◆ Required action: Write the next part of the news story about nurse Kimberley O'Connor's breast cancer diagnosis, picking up right after its final sentence.

---- Page extract

Nurse Kimberley’s own diagnosis leads to care by McGrath Foundation nurse
St George Hospital nurse Kimberley O’Connor says learning she had breast cancer has brought her many new insights as a patient – including getting to know McGrath breast care nurse Kim Wright.
While scrubbing off her spray tan a week after her 27th birthday, Kimberley noticed a lump in her right breast.
“I’m not in the typical risk group for breast cancer and didn’t regularly check myself, but I had been scrubbing a little harder than I normally would and that’s when I felt a lump,” Ms O’Connor said.
The lump turned out to be a six centimetre tumour, a breast carcinoma that turned her world upside down. Three days after her diagnosis, Kimberley met with oncologist Dr Jodi Lynch and McGrath breast care nurse Kim Wright.
As an oncology nurse, Kimberley is no stranger to cancer, but said it is very different being on the other side.
“I normally see people on the cancer ward well after they have been through their initial diagnosis stage so a lot of the information was new to me,” Ms O’Connor said.

--------
---- Material supplied

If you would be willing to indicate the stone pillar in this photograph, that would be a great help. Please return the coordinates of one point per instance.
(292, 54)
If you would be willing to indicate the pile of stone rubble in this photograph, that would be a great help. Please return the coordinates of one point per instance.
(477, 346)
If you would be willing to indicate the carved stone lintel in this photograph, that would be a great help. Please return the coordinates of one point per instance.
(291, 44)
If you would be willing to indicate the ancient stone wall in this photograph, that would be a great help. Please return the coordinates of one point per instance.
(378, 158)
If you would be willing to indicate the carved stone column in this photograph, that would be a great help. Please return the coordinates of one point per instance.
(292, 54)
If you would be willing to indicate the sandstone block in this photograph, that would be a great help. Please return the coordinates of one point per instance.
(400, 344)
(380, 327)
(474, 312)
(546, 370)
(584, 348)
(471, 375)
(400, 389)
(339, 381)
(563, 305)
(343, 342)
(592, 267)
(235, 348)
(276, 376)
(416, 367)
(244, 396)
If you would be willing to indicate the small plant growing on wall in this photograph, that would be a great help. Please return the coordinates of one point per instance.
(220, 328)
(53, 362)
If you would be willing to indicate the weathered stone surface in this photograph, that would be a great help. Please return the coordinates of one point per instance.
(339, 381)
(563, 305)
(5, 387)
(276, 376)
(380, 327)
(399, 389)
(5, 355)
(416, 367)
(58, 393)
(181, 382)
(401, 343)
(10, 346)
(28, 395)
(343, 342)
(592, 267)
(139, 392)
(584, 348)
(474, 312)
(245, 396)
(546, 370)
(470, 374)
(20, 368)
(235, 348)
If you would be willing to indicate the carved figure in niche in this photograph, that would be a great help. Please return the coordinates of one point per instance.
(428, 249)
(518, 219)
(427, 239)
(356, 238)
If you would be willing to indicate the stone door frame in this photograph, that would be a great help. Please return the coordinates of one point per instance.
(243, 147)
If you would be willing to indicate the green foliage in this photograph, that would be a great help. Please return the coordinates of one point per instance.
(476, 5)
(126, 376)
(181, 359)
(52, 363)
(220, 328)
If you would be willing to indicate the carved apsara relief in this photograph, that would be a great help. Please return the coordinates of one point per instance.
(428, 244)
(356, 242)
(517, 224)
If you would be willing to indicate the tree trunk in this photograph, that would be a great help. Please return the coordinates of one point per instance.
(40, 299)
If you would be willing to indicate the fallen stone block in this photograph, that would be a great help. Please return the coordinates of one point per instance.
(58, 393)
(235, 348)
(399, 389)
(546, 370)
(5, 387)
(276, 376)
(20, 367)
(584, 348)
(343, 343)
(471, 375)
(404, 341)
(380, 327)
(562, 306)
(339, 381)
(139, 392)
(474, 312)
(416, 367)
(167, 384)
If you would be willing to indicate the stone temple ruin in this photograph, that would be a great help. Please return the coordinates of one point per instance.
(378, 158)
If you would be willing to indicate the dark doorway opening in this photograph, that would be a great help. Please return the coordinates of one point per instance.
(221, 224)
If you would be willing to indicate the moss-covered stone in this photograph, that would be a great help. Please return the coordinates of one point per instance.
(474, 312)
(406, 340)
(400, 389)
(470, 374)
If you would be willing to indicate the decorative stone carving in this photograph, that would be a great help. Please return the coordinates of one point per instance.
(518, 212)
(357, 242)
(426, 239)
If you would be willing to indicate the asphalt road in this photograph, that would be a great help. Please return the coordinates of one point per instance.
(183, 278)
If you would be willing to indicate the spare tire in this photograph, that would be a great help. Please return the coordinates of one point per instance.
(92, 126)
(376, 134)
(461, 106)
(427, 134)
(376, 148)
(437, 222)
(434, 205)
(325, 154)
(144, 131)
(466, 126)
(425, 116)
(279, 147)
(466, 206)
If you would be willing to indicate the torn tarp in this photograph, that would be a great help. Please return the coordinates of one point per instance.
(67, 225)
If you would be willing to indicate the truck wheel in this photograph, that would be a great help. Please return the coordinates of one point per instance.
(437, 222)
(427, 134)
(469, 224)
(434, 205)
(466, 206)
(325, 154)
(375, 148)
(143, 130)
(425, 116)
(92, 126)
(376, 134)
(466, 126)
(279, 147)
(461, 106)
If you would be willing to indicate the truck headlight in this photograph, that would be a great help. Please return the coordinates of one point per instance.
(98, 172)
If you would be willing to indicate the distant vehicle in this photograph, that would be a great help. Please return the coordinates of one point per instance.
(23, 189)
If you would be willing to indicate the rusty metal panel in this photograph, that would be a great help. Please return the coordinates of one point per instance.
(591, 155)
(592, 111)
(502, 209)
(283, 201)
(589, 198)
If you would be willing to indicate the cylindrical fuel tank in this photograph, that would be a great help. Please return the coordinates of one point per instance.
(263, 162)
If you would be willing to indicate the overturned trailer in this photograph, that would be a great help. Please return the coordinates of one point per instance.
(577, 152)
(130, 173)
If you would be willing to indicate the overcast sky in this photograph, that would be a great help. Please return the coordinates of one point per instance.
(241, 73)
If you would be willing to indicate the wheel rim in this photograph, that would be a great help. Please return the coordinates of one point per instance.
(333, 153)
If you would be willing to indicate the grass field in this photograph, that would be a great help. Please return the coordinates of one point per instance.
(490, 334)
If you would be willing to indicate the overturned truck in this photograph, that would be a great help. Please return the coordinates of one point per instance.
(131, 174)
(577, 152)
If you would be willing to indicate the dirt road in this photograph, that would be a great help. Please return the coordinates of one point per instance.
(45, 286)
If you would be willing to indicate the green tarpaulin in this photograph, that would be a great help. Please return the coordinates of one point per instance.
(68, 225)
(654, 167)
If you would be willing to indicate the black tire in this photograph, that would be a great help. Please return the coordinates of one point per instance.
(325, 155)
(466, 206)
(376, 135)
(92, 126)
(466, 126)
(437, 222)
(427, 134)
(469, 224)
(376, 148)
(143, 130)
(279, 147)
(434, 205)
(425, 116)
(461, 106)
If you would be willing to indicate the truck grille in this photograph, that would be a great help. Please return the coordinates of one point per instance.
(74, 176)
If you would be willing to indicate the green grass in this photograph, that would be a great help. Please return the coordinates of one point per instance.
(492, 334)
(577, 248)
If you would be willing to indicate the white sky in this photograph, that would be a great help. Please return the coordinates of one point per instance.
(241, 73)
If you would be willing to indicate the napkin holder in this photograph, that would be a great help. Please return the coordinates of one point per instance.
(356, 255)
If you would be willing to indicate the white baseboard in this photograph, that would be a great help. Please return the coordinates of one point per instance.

--------

◆ Answer for the task:
The soon-to-be bride, who was forced to cancel her September wedding date because of COVID-19, has now had to postpone her second date while she undergoes chemotherapy.
As part of her treatment and care at Sutherland Hospital, Ms O’Connor said the ongoing support from Kim, a specialised McGrath Breast Care Nurse, was invaluable.
“Kim is my fountain of knowledge, she has provided me with so many contacts, from where to buy a head scarf and wig to financial support programs,” Ms O’Connor said.
“It’s like having a friend with you, Kim is a warm, calming and sunny person who knows just what to say. She’s been to all my follow up appointments with the Oncologist and I really appreciate that she has time to sit with me and debrief after consultations and treatments. This whole process would be much more daunting without her by my side.”
Ms Wright, who has been a McGrath Breast Care Nurse for 10 years and a nurse for 30 years, said it is a privilege being able to provide support to breast cancer patients.
“We are able to guide patients through their treatment, which can be a very scary time because it’s the unknown. They don’t know how they are going to feel or what will happen, so we are there to answer their questions, provide information and support while they’re going through surgeries, having chemotherapy, radiotherapy and hormone therapy,” Ms Wright said.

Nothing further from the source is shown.